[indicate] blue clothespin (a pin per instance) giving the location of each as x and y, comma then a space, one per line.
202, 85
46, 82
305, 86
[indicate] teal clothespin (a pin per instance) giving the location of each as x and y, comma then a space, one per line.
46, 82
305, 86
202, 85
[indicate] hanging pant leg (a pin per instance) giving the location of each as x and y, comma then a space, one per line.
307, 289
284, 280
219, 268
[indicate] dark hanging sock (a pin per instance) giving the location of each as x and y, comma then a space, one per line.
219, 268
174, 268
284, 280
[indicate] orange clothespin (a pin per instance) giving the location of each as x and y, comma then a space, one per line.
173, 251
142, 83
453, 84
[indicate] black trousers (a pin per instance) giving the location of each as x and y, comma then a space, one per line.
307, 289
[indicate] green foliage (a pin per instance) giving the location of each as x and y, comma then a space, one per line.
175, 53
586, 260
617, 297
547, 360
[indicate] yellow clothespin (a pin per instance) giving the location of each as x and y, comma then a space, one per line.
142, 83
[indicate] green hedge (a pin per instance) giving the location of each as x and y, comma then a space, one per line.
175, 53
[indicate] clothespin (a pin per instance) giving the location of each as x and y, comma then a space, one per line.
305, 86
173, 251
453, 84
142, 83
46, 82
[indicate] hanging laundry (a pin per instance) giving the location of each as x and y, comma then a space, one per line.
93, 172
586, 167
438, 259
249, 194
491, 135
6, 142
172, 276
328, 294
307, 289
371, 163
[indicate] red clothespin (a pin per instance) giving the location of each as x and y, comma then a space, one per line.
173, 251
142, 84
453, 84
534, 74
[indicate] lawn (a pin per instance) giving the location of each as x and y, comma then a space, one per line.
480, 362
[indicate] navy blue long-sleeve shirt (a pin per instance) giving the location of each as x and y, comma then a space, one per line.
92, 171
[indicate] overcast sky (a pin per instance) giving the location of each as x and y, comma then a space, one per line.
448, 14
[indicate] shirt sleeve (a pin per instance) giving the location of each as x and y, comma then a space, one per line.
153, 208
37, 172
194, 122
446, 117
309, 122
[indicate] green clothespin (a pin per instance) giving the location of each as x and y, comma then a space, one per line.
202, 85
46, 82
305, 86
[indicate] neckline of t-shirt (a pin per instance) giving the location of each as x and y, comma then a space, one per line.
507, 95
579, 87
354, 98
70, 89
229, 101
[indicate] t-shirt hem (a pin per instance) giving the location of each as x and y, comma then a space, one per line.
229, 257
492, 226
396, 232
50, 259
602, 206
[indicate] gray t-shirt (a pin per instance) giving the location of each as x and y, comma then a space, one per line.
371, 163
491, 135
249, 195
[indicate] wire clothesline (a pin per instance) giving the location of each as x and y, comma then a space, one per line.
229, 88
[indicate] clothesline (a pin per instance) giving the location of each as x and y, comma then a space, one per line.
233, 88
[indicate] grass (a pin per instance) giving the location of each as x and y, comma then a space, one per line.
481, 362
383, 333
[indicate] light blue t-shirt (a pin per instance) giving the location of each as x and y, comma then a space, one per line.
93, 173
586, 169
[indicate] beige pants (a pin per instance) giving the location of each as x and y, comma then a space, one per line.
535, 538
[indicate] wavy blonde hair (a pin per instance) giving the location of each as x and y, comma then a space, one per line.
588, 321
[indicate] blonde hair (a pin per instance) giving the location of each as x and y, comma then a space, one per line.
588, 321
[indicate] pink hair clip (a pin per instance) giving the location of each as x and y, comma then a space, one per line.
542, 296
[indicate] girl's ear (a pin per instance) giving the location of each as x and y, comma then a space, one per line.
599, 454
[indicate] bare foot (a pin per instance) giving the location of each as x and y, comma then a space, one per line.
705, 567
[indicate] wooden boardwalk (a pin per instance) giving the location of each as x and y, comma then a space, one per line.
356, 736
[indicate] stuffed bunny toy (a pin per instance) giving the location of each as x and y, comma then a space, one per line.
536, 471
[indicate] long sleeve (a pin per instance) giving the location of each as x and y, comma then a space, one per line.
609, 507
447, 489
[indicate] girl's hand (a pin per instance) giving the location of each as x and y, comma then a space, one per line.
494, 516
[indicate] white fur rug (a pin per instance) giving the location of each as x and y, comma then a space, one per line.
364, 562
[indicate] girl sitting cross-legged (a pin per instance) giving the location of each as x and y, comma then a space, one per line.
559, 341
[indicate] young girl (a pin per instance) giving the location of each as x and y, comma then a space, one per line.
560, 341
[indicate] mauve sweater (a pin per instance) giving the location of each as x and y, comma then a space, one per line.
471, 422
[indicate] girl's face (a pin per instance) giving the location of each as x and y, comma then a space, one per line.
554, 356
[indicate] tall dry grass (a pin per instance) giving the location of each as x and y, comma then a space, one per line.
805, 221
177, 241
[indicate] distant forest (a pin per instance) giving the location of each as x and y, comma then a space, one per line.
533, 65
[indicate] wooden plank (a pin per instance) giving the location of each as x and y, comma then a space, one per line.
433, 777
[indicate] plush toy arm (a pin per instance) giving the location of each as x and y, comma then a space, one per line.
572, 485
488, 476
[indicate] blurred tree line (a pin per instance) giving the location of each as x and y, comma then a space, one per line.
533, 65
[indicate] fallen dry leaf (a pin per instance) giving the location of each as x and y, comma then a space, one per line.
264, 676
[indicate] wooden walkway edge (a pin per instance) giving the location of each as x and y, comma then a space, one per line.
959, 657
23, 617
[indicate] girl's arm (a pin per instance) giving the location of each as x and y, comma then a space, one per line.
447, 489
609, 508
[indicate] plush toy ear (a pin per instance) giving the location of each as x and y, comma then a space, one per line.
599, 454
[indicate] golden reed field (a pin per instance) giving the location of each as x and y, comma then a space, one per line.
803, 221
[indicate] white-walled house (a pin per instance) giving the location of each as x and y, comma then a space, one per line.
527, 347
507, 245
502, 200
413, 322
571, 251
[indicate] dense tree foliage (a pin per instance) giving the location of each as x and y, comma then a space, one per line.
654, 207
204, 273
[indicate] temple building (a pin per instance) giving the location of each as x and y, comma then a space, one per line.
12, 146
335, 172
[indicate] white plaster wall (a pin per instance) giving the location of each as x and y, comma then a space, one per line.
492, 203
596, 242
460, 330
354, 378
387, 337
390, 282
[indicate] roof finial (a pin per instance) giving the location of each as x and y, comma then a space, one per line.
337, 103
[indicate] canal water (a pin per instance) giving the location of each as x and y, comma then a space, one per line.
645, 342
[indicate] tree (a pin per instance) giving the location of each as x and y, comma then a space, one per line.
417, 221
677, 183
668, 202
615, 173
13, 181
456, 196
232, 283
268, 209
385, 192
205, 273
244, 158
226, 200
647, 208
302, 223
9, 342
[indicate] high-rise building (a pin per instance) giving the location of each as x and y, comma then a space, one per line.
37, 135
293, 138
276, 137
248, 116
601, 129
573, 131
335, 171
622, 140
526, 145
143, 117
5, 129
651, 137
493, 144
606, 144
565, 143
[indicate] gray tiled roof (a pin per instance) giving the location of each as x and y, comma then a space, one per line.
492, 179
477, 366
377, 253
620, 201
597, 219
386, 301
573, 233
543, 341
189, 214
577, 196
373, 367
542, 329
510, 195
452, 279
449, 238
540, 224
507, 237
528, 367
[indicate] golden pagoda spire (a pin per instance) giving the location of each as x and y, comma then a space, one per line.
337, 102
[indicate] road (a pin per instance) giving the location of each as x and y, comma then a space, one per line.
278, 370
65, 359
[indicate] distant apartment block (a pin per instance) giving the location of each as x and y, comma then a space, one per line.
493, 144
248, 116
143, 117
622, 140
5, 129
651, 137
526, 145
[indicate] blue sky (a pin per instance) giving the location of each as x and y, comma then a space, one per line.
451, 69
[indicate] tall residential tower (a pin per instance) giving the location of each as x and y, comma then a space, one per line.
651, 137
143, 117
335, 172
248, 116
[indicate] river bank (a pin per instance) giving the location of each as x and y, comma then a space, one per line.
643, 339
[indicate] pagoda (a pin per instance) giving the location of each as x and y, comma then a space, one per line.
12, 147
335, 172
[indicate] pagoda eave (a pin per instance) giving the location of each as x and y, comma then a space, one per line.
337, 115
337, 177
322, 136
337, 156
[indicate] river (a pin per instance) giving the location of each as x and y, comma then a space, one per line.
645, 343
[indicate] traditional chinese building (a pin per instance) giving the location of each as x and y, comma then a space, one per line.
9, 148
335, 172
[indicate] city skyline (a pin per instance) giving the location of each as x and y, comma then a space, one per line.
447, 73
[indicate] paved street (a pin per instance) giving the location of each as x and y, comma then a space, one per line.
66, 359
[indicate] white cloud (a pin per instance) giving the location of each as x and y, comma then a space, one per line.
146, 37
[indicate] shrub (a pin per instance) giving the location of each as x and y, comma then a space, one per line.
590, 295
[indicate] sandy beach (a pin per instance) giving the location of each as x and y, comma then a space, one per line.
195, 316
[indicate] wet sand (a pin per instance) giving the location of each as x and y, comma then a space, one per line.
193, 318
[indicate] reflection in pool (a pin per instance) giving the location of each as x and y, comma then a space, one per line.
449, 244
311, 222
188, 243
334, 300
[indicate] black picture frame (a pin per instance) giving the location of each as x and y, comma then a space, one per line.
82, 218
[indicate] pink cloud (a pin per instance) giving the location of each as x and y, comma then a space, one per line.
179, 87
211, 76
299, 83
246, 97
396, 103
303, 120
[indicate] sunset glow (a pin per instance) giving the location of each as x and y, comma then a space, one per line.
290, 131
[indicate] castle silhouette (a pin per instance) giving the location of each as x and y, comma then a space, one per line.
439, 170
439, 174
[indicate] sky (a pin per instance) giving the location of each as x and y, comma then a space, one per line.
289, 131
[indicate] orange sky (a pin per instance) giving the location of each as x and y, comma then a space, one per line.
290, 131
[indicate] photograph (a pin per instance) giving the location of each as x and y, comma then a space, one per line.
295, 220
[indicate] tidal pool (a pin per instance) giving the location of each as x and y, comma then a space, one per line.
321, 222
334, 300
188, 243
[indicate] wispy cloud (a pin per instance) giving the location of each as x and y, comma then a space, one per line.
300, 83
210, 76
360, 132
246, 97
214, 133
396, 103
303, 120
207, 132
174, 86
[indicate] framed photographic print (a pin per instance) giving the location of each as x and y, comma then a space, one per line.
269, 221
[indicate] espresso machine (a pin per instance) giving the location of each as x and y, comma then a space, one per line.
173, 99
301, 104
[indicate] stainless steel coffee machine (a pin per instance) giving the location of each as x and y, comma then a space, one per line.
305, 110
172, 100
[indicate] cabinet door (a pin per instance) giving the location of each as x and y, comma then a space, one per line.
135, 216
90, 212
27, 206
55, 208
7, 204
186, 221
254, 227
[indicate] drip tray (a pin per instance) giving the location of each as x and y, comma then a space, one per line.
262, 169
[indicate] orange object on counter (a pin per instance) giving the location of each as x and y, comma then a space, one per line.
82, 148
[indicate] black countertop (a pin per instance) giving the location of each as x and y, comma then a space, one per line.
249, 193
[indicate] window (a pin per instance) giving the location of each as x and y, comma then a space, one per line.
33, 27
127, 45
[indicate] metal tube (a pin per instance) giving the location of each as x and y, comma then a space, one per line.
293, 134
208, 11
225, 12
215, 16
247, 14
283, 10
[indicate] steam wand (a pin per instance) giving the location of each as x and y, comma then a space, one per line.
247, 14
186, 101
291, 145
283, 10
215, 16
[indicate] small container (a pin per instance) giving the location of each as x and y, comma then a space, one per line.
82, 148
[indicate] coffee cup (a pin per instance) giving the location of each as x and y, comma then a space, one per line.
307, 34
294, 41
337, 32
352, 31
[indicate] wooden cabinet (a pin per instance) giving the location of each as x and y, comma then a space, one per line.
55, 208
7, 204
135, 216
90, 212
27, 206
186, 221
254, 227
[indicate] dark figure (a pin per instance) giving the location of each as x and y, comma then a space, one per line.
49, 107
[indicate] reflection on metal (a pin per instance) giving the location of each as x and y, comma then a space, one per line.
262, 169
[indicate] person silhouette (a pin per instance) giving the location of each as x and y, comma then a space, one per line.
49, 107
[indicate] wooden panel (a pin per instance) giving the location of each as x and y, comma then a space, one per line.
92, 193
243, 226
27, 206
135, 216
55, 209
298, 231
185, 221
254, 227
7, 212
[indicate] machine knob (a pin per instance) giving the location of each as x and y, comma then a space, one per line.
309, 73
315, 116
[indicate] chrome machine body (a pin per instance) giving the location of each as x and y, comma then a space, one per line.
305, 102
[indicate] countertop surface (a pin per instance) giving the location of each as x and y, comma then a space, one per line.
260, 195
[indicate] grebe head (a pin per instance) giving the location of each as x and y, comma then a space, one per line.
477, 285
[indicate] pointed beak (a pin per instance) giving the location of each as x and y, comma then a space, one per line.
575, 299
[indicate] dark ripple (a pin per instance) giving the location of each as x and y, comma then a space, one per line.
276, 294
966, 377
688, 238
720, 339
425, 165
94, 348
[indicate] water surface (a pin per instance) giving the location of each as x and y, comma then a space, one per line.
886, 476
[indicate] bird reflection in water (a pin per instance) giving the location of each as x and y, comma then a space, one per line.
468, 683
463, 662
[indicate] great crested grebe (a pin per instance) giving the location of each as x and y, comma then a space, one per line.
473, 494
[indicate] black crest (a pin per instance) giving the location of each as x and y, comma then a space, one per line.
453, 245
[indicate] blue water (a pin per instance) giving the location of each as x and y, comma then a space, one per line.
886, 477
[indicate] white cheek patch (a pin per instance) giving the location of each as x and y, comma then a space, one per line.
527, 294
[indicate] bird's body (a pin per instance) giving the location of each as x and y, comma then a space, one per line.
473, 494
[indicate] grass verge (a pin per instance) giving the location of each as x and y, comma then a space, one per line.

⁂

Return exactly the lines from the one containing "[indicate] countertop surface" through the last line of the records above, both included, and nothing else.

[indicate] countertop surface (a pin per instance) giving the location of each as x and y, comma then a space, one per line.
260, 195
[indicate] grebe head (a pin per instance) giving the location of each as x and y, comma then a space, one per line.
477, 285
[indicate] pointed beak (a pin per instance) giving the location of each as x and y, comma then a space, one per line.
575, 299
[indicate] dark ripple (a pin per instance) giving the location of each as x and y, comma then a space, one per line.
276, 294
966, 377
688, 238
720, 339
425, 165
94, 348
[indicate] water surface (a pin per instance) giving the location of each as x and y, comma then a space, one per line.
886, 476
[indicate] bird reflection in water (a pin per instance) giving the location of each as x and y, comma then a space, one per line.
468, 683
463, 662
[indicate] great crested grebe (a pin per instance) giving the location of each as x and y, comma then a space, one per line.
473, 494
[indicate] black crest (a pin per instance) giving the location of each as x and y, comma then a space, one per line.
453, 245
[indicate] blue water (a pin per instance) giving the location of each as x and y, comma then a space, one per line.
886, 477
[indicate] white cheek patch (a pin per instance) giving the location of each as x and y, comma then a space, one per line.
527, 294
[indicate] bird's body (a pin per instance) giving the location of each as x and y, comma then a space, one per line.
473, 494
[indicate] grass verge (a pin per instance) giving the location of each as x and y, comma then a space, one per line.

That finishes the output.